[Document extract]
>> BEGIN

God’s residence is next to mine,
His furniture is love.”
– EMILY DICKINSON
MAUSER ISLAND – Chesuncook Lake shimmered beckoningly in the late afternoon sunlight. The water was warm, the canoes empty, the waves slight and the campground pristine as eight black and Hispanic teenagers from New York City sat in a circle on Thursday discussing … transcendentalism.
Amid the glory of a Maine summer day, how much meaning could inner-city high schoolers glean from an early 19th century literary movement that found keys to spirituality within man’s relationship to nature?
English teacher Tim Ignaffo wanted to know. He started with Dickinson’s poem.
“It’s very, very short,” Ignaffo said. “Four lines. A cute little rhyme, right? But what does it mean?”
Several seconds passed.
“Cherish what you get,” said Elijah Shabazz, 15, of the South Bronx.
“Any other sentiments?”
Shabazz frowned as if about to say something, then stopped.
“Cherish what you get,” he said.
More silence.
“I think [it means] if you haven’t recognized your destiny on earth, you won’t in heaven,” said Shakira Jones, 16, of Harlem. “If you don’t live your life out full, you won’t know what it is to be in heaven.

>> END

[Raw records]
>> BEGIN

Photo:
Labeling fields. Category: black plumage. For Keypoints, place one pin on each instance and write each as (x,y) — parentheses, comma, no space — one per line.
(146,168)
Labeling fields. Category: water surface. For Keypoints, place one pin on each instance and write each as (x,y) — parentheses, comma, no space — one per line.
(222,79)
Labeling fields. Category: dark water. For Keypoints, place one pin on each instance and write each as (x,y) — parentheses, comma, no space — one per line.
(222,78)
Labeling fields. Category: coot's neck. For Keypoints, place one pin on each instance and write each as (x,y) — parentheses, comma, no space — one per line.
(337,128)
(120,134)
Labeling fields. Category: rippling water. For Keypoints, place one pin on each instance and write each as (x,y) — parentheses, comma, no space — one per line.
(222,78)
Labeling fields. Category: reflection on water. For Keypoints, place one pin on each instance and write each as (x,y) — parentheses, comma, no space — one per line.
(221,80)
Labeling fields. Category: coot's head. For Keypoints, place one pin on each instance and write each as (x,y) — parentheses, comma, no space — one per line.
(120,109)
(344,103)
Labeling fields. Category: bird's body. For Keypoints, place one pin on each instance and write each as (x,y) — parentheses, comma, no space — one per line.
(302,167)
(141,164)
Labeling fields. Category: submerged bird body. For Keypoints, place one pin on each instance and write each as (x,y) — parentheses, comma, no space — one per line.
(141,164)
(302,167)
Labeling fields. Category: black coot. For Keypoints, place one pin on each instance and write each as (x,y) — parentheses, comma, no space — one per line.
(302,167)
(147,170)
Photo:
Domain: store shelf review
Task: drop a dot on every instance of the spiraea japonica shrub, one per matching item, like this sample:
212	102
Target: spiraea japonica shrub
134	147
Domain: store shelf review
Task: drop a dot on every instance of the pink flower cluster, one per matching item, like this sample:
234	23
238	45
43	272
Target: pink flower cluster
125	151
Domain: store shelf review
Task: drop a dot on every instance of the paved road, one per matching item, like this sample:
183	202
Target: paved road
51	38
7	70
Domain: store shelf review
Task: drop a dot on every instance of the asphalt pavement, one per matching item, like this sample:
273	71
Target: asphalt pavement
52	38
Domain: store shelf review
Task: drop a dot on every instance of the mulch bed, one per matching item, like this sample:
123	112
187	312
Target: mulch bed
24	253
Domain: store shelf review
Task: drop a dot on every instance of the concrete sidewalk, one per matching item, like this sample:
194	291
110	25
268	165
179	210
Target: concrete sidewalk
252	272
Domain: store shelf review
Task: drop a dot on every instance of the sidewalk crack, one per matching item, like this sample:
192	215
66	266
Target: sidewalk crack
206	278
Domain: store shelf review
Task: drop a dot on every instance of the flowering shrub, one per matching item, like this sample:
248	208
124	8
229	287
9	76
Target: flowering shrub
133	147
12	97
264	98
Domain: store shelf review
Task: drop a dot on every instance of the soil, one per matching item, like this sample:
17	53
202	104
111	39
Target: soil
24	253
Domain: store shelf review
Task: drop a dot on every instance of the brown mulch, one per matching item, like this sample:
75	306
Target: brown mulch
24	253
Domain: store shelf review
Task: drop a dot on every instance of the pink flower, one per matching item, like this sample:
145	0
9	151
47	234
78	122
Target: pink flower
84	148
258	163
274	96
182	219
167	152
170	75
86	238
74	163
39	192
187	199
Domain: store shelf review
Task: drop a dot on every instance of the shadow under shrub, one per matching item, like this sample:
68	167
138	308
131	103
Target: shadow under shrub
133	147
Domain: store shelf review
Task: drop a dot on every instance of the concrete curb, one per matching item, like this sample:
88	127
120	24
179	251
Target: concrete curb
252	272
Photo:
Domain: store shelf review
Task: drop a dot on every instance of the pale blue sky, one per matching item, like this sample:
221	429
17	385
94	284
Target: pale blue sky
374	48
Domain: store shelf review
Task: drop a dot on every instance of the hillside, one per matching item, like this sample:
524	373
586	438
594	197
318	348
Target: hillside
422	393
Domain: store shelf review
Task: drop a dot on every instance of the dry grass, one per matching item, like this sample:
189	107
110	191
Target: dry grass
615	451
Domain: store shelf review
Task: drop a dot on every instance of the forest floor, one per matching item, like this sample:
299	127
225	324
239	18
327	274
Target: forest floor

>> END

Reproduce, word for word, the passage of the Maine campsite article starting with "God’s residence is" and going on through "relationship to nature?".

[Answer in full]
God’s residence is next to mine,
His furniture is love.”
– EMILY DICKINSON
MAUSER ISLAND – Chesuncook Lake shimmered beckoningly in the late afternoon sunlight. The water was warm, the canoes empty, the waves slight and the campground pristine as eight black and Hispanic teenagers from New York City sat in a circle on Thursday discussing … transcendentalism.
Amid the glory of a Maine summer day, how much meaning could inner-city high schoolers glean from an early 19th century literary movement that found keys to spirituality within man’s relationship to nature?